--- START PROVIDED MATERIAL ---
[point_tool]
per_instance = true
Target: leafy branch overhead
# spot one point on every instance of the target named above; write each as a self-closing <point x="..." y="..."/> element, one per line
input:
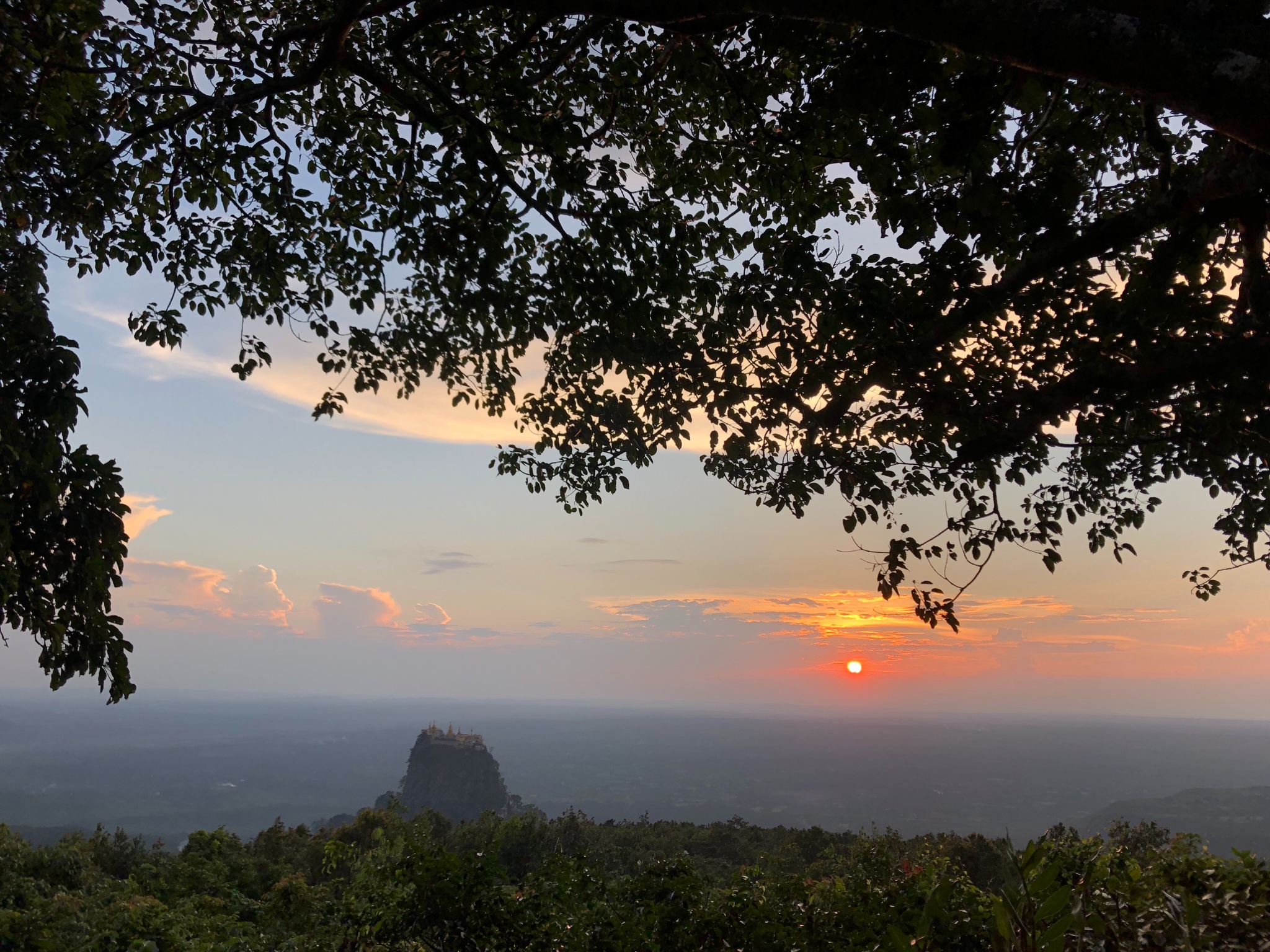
<point x="657" y="196"/>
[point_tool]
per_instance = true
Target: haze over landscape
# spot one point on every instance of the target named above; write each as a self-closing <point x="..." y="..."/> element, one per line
<point x="379" y="563"/>
<point x="378" y="557"/>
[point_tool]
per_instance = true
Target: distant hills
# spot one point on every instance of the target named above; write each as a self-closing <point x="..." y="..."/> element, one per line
<point x="1225" y="818"/>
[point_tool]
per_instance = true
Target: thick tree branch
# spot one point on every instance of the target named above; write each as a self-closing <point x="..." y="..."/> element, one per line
<point x="1192" y="71"/>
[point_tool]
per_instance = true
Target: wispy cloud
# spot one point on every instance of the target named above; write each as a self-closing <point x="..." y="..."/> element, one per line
<point x="450" y="563"/>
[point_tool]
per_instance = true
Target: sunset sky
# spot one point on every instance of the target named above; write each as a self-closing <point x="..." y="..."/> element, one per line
<point x="380" y="557"/>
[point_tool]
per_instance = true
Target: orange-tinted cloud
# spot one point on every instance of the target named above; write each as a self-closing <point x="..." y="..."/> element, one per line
<point x="1013" y="638"/>
<point x="192" y="597"/>
<point x="347" y="610"/>
<point x="144" y="514"/>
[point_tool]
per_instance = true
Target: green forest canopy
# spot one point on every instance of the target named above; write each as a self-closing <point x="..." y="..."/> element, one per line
<point x="526" y="884"/>
<point x="654" y="193"/>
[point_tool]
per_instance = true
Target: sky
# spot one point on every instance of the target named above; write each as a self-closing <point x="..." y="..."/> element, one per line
<point x="380" y="557"/>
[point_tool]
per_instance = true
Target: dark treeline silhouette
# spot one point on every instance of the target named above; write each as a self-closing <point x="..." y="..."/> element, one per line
<point x="527" y="883"/>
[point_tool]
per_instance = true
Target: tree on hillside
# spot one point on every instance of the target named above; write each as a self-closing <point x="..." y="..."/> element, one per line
<point x="654" y="195"/>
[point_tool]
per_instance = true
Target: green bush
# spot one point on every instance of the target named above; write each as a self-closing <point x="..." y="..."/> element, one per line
<point x="528" y="884"/>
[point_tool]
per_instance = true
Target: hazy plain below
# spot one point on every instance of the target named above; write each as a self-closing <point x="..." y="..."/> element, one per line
<point x="166" y="767"/>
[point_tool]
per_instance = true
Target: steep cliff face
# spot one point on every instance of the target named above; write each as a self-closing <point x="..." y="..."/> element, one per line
<point x="454" y="775"/>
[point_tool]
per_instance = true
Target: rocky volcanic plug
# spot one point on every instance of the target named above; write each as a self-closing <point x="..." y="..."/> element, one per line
<point x="455" y="775"/>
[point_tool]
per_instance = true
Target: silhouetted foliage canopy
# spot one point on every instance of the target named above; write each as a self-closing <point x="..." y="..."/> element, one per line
<point x="527" y="884"/>
<point x="652" y="198"/>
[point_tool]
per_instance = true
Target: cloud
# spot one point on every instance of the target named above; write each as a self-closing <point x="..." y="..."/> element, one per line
<point x="450" y="562"/>
<point x="144" y="514"/>
<point x="431" y="614"/>
<point x="295" y="379"/>
<point x="345" y="610"/>
<point x="192" y="597"/>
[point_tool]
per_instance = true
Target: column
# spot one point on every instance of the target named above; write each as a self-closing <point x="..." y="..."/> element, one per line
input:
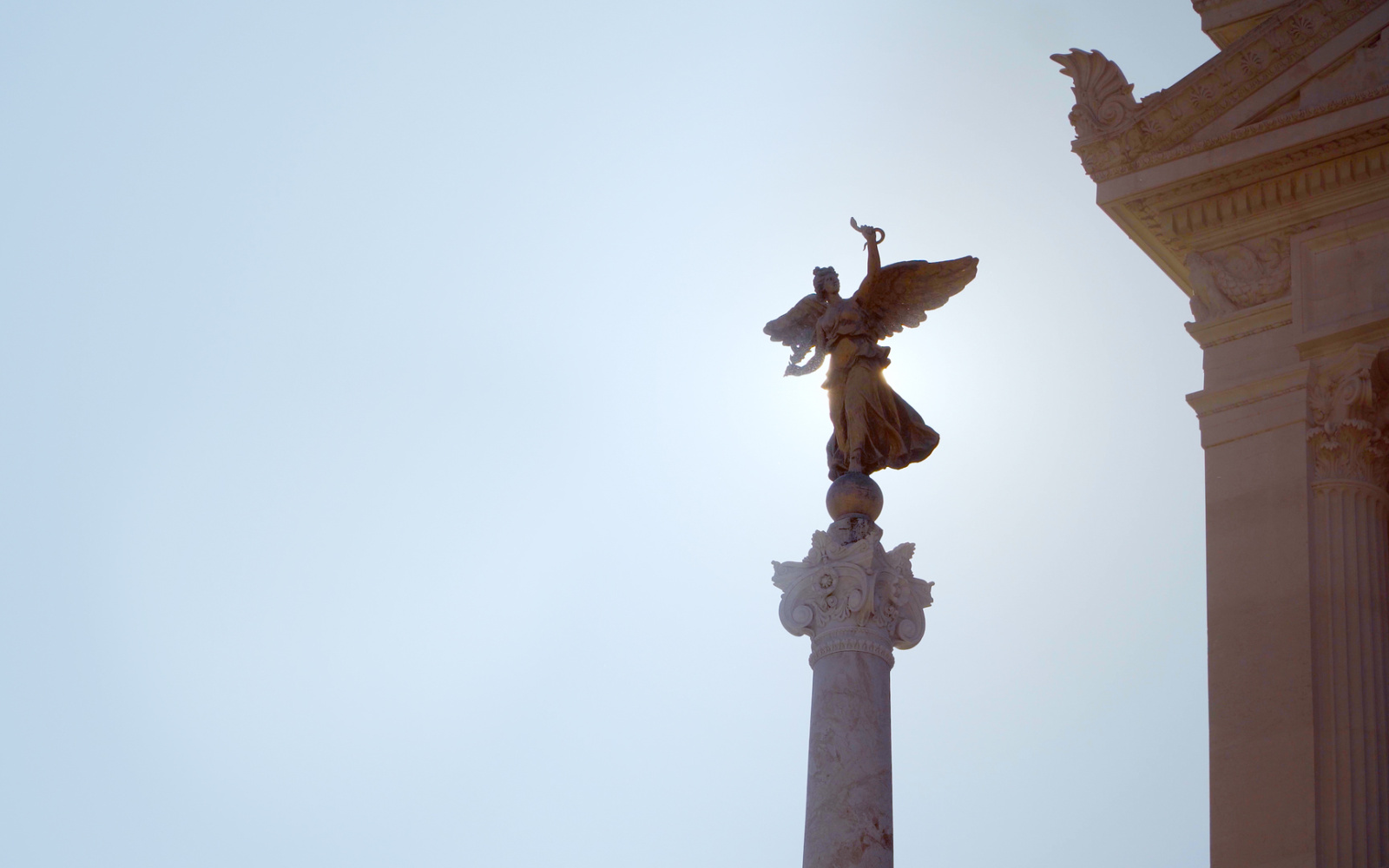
<point x="856" y="602"/>
<point x="1351" y="536"/>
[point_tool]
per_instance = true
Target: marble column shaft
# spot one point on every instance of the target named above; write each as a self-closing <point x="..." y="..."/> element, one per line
<point x="856" y="602"/>
<point x="1351" y="535"/>
<point x="849" y="785"/>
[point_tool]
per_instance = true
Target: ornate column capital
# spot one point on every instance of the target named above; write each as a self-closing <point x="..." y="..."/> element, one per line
<point x="852" y="595"/>
<point x="1349" y="406"/>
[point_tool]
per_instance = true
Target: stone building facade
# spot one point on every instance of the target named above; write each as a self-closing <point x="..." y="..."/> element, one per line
<point x="1261" y="185"/>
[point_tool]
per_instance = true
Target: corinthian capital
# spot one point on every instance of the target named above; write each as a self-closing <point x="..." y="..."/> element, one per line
<point x="1349" y="406"/>
<point x="852" y="595"/>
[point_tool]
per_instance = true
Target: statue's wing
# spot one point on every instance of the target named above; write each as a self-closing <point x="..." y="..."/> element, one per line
<point x="902" y="293"/>
<point x="796" y="328"/>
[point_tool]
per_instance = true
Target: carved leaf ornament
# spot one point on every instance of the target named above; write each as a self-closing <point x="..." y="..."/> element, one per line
<point x="1346" y="435"/>
<point x="846" y="582"/>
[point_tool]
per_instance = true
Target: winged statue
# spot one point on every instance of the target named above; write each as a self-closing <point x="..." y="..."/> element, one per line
<point x="874" y="428"/>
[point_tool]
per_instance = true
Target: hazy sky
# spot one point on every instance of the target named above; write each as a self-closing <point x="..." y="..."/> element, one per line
<point x="392" y="458"/>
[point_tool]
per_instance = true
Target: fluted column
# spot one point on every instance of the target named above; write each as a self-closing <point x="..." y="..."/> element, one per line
<point x="1351" y="571"/>
<point x="856" y="602"/>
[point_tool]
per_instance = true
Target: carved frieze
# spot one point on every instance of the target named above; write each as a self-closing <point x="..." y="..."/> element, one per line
<point x="1157" y="128"/>
<point x="851" y="594"/>
<point x="1240" y="275"/>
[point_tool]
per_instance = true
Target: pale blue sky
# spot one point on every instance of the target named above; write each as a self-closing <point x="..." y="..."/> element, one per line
<point x="393" y="462"/>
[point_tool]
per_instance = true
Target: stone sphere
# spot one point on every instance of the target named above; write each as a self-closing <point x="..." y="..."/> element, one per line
--- END PROVIDED MATERIAL ---
Repeat each entry exactly as it appears; skip any picture.

== SOLUTION FOR THIS PROBLEM ==
[point_tool]
per_instance = true
Target: leafy branch overhead
# spot one point on every instance of the target named above; write each as a self-closing <point x="..." y="..."/> element, one per line
input:
<point x="657" y="196"/>
[point_tool]
per_instance = true
Target: haze over landscape
# spot one point on every instance of the target named above; write each as a self-closing <point x="..." y="..."/> element, one per line
<point x="379" y="563"/>
<point x="378" y="557"/>
[point_tool]
per_instance = true
Target: distant hills
# spot one point on every instance of the target named above; write each as a self-closing <point x="..." y="..."/> element, one per line
<point x="1225" y="818"/>
[point_tool]
per_instance = true
Target: thick tree branch
# spot one point on every instance of the target named above; write each as a self-closing <point x="..." y="..."/> element, one per line
<point x="1192" y="71"/>
[point_tool]
per_instance = true
Target: wispy cloud
# spot one point on every instance of the target named above; write each as a self-closing <point x="..." y="..."/> element, one per line
<point x="450" y="563"/>
[point_tool]
per_instance = true
Target: sunset sky
# spot one point on every instance of the target named above; write each as a self-closing <point x="..." y="..."/> element, one per line
<point x="380" y="557"/>
[point_tool]
per_instance = true
Target: orange-tinted cloud
# spot one point on every instance of the target named above; write each as a self-closing <point x="..." y="..."/> element, one per line
<point x="1013" y="638"/>
<point x="192" y="597"/>
<point x="347" y="610"/>
<point x="144" y="514"/>
[point_tool]
per_instance = true
Target: green forest canopy
# spot one point on every instance of the target named above; write each as a self-closing <point x="..." y="..."/> element, one per line
<point x="526" y="884"/>
<point x="654" y="193"/>
[point_tool]
per_instance = true
Target: sky
# spot one point on every instance of the target named above; write each as a self-closing <point x="..." y="..."/> element, one per line
<point x="380" y="557"/>
[point_tool]
per_instance = true
Target: dark treeline silhouette
# spot one point on every instance of the target named above; write each as a self-closing <point x="..." y="..."/> element, one per line
<point x="527" y="883"/>
[point_tool]
per_instance = true
Target: tree on hillside
# spot one point on every instance of the target named above; write each as a self-closing <point x="..." y="..."/> element, one per line
<point x="654" y="195"/>
[point_tool]
per_instance = true
Target: green bush
# spot one point on every instance of the target named above; write each as a self-closing <point x="..." y="..."/> element, one per line
<point x="528" y="884"/>
[point_tool]
per_instance = true
Target: hazy plain below
# spot one point on every instance of the target named above; write each as a self-closing <point x="..." y="..."/> element, one per line
<point x="166" y="767"/>
[point_tool]
per_instance = true
Target: steep cliff face
# spot one point on every instance of the target named above; write each as a self-closing <point x="..." y="..."/> element, one per line
<point x="454" y="775"/>
[point_tool]
per_instance = true
Target: rocky volcanic plug
# spot one point on every instance of the target named above; write each as a self-closing <point x="..." y="..."/> element, one per line
<point x="455" y="775"/>
[point_tool]
per_instance = true
Target: silhouetted foliage canopy
# spot one point on every instance of the target named above; write each as a self-closing <point x="..." y="..."/> element, one per line
<point x="527" y="884"/>
<point x="652" y="198"/>
[point_tool]
per_instance = true
Target: cloud
# spot one point on every instance of the target named above; write each as a self-closing <point x="..." y="..."/> element, one per line
<point x="450" y="562"/>
<point x="144" y="514"/>
<point x="431" y="614"/>
<point x="295" y="379"/>
<point x="345" y="610"/>
<point x="192" y="597"/>
[point_tool]
per_instance = true
Target: column
# spot one point on every instance of the target named above; write each as a self-closing <point x="..." y="..."/> element, one per line
input:
<point x="856" y="602"/>
<point x="1351" y="536"/>
[point_tool]
per_instance = true
Target: marble column shaft
# spot one point on every instance of the target named above; write each as a self-closing <point x="..." y="..."/> element, one per line
<point x="856" y="602"/>
<point x="1351" y="535"/>
<point x="849" y="785"/>
[point_tool]
per_instance = true
Target: ornate column capital
# spot one point on every instance of the target named above; write each as a self-closing <point x="..." y="..."/> element, one per line
<point x="852" y="595"/>
<point x="1349" y="406"/>
[point_tool]
per_instance = true
Target: stone building facade
# spot one point on every instance of the target named above; write each as a self-closing <point x="..." y="..."/> element, one per line
<point x="1261" y="185"/>
[point_tool]
per_instance = true
Target: corinthian capital
# spot one point on every instance of the target named above; write each as a self-closing <point x="..." y="..."/> element, one per line
<point x="1349" y="406"/>
<point x="852" y="595"/>
[point_tool]
per_instance = true
Target: statue's wing
# spot one point on every instance of the target named above; write each as a self-closing <point x="..." y="..."/> element, one per line
<point x="902" y="293"/>
<point x="796" y="328"/>
[point_tool]
per_instance = true
Target: carved leaf ornament
# spot one point on every instance of the target named above; write each as a self-closing <point x="..." y="..."/> element, one per line
<point x="1346" y="435"/>
<point x="846" y="582"/>
[point_tool]
per_instance = true
Target: winged statue
# spot one point on every instance of the target named above; write each as a self-closing <point x="..." y="..."/> element, one per line
<point x="874" y="428"/>
[point_tool]
per_instance = true
Target: hazy sky
# spot one point on every instance of the target named above; write each as a self-closing <point x="..." y="..."/> element, one per line
<point x="392" y="458"/>
[point_tool]
per_instance = true
Target: fluted column
# spot one point on every instance of the target named above; write each as a self-closing <point x="..." y="..."/> element, one per line
<point x="1351" y="571"/>
<point x="856" y="602"/>
[point_tool]
per_instance = true
Target: carved frieze
# spot one point on every instance of the target named above; write each as a self-closing <point x="..." y="..."/> element, one per line
<point x="1157" y="128"/>
<point x="851" y="594"/>
<point x="1240" y="275"/>
[point_tool]
per_instance = true
Target: pale blue sky
# spot one point on every instance of the target named above; write each as a self-closing <point x="..." y="..."/> element, one per line
<point x="393" y="462"/>
[point_tool]
per_instance = true
Target: stone sphere
# spot one point on every instance of the target named above; write each as a self-closing <point x="..." y="..."/> element, one per line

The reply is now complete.